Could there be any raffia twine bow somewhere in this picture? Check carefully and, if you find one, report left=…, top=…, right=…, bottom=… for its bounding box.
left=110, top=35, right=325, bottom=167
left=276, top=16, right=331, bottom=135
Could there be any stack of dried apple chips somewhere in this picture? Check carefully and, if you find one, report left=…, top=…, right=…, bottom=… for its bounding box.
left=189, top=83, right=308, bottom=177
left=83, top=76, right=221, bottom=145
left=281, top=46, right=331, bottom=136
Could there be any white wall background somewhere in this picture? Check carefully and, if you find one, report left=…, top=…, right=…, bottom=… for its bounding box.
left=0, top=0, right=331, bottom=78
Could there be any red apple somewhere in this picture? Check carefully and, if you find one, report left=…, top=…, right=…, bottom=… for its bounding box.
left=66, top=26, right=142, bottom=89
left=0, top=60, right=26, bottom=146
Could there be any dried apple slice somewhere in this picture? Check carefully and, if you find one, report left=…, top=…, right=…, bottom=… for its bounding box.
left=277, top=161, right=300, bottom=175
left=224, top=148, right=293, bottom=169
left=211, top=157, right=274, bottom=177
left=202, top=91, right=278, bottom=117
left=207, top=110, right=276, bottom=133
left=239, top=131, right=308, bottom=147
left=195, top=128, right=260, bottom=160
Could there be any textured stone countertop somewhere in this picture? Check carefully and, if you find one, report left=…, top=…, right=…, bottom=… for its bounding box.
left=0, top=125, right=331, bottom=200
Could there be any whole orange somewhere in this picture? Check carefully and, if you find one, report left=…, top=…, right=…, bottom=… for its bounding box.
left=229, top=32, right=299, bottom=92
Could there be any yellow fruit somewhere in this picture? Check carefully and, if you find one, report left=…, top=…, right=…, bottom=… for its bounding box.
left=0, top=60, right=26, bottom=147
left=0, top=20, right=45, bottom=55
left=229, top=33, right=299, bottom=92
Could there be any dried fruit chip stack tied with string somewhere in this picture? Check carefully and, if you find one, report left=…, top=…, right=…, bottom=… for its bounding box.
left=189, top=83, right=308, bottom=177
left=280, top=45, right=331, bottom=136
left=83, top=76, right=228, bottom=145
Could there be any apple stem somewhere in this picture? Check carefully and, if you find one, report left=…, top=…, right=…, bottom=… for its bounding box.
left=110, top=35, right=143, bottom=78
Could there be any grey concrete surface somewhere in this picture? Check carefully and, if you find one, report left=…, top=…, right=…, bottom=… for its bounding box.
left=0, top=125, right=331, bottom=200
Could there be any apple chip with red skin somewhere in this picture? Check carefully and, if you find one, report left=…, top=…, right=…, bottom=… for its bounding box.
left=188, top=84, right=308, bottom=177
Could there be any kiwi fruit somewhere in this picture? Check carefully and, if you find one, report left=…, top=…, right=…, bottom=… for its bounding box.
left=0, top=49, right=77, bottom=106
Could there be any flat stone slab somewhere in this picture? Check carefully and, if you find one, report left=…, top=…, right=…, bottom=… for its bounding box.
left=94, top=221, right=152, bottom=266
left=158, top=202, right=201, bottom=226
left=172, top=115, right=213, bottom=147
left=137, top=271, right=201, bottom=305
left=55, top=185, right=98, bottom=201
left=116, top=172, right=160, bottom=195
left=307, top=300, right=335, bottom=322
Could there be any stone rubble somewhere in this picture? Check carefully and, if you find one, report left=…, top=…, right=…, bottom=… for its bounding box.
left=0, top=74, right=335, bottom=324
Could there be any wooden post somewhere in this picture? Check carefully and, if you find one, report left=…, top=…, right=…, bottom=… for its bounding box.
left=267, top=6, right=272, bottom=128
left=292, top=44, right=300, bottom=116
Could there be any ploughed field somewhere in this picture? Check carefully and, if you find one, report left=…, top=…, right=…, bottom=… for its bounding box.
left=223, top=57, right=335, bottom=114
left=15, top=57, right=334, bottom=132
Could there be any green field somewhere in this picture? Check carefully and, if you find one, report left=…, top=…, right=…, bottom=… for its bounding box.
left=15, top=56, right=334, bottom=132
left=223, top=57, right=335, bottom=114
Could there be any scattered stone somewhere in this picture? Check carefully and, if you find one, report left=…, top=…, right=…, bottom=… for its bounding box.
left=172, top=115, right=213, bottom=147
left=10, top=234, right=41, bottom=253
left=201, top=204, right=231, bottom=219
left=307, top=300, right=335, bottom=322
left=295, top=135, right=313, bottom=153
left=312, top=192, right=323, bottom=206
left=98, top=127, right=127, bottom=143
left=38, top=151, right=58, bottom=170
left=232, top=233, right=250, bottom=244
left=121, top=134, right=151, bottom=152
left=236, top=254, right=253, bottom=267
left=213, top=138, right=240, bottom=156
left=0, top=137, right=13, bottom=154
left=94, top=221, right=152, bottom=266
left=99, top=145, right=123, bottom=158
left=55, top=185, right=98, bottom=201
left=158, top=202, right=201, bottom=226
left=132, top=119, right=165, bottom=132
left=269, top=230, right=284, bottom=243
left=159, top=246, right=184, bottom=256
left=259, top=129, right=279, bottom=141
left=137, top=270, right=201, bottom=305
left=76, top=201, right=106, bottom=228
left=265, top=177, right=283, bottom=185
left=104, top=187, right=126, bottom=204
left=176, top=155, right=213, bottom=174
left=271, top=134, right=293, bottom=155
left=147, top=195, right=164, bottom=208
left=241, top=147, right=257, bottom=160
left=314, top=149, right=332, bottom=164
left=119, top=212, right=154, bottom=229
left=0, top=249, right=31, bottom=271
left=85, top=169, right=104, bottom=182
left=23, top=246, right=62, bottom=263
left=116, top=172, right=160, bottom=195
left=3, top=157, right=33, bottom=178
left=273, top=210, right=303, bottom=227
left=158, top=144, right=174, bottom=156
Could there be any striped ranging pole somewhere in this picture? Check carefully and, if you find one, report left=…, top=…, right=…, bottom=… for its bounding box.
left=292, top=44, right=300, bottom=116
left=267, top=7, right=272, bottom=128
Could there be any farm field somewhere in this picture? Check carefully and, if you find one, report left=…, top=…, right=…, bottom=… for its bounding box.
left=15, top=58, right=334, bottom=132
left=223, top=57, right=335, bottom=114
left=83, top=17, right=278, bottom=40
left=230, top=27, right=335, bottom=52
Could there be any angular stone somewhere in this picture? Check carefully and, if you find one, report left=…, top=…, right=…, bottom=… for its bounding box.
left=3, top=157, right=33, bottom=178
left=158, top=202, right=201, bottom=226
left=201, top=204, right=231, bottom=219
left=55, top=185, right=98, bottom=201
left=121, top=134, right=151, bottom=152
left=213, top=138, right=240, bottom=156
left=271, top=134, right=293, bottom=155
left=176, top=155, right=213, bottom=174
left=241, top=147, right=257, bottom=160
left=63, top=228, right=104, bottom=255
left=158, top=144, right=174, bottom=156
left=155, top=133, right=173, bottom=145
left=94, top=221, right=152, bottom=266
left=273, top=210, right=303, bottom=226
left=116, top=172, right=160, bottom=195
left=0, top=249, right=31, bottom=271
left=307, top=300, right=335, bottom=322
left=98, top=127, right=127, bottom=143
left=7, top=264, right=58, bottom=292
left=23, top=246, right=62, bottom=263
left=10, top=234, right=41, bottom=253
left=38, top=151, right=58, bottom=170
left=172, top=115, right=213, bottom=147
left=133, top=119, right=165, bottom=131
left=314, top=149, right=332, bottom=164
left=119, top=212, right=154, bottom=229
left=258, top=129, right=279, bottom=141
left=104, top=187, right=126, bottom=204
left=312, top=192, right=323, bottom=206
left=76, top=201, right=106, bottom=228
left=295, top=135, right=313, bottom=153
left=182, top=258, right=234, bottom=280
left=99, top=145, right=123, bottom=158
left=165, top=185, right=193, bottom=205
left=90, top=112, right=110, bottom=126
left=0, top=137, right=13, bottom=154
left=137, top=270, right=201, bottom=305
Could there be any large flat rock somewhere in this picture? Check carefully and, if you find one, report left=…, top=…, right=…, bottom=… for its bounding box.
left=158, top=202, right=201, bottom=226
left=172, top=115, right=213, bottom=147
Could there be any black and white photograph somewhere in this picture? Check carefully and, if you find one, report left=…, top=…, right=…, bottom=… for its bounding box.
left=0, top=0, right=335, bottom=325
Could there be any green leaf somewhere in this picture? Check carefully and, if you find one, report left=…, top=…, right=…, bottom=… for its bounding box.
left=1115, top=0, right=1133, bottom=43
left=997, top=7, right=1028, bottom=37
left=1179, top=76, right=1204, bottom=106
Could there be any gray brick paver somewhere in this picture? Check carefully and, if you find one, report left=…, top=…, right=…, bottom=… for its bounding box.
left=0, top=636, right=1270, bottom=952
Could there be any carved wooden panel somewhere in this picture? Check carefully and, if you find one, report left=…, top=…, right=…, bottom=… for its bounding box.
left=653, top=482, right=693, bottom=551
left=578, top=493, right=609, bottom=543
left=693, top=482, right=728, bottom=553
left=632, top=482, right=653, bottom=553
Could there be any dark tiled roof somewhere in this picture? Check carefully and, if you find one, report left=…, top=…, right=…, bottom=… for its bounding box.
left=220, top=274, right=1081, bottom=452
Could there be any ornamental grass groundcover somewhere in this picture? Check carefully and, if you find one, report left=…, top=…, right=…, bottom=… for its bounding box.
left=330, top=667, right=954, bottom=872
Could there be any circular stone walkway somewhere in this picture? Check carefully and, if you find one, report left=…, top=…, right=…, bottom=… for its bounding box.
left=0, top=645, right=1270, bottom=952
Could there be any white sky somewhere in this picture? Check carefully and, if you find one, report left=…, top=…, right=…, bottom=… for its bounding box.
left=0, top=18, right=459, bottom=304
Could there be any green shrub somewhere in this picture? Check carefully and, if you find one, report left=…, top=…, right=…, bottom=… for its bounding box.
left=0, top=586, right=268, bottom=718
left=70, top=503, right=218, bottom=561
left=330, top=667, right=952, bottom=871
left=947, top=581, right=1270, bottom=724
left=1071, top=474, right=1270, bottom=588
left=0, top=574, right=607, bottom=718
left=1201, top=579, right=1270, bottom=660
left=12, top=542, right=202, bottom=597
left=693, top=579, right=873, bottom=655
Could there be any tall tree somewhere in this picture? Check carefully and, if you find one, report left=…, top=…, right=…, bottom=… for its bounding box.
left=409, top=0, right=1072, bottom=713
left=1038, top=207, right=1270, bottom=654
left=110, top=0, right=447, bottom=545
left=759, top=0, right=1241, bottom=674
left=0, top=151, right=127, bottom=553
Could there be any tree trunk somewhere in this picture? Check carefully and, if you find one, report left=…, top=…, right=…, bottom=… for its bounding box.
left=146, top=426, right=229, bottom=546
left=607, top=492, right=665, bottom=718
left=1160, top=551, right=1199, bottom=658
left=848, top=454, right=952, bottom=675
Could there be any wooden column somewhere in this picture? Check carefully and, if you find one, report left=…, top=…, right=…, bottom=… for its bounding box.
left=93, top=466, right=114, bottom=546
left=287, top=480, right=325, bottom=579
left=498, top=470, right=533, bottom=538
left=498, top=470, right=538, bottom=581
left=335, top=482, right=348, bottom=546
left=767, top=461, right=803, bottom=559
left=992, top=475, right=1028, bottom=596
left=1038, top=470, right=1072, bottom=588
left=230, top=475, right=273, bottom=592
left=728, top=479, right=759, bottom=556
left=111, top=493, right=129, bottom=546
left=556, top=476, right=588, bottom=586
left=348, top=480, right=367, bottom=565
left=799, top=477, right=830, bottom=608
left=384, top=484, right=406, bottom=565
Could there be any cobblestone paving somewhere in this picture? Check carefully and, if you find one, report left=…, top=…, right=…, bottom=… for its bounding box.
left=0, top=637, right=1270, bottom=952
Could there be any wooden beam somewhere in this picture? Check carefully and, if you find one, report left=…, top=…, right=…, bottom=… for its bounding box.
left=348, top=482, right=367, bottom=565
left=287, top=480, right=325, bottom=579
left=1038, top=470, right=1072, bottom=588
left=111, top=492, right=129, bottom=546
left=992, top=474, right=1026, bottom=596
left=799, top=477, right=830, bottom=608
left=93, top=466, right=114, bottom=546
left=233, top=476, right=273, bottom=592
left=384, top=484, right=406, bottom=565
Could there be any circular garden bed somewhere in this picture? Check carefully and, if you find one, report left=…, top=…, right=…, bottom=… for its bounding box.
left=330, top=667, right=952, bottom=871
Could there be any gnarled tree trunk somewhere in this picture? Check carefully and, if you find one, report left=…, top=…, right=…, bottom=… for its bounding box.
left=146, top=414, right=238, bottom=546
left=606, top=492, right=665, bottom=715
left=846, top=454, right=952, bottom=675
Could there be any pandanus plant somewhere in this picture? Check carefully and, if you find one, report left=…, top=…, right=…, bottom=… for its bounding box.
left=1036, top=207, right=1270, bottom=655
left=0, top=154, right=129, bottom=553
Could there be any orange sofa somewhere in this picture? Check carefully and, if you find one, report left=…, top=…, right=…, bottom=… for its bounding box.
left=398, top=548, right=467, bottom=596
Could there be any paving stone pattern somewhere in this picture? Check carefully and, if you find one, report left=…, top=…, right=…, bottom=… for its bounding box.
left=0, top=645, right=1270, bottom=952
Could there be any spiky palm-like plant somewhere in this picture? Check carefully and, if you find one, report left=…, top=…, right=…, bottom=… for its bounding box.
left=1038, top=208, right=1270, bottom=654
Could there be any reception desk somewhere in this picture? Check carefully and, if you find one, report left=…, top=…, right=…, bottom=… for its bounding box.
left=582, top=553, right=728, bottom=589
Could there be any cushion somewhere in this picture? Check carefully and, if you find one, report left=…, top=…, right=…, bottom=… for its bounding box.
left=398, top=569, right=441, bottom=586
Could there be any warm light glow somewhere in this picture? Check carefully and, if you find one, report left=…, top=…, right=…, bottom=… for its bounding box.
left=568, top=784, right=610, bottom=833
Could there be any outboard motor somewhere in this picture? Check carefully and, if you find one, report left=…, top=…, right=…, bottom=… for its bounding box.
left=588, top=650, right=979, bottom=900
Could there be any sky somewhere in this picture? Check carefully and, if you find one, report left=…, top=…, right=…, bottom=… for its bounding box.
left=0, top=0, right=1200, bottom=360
========
Given instruction: Can you reproduce, word for word, everything from the very start of the listing above down to and including the line that contains "left=276, top=16, right=331, bottom=135"?

Output below:
Could there be any raffia twine bow somewhere in this picture? Check carefully and, if you find one, report left=…, top=…, right=…, bottom=… for its bounding box.
left=110, top=35, right=325, bottom=167
left=276, top=16, right=331, bottom=135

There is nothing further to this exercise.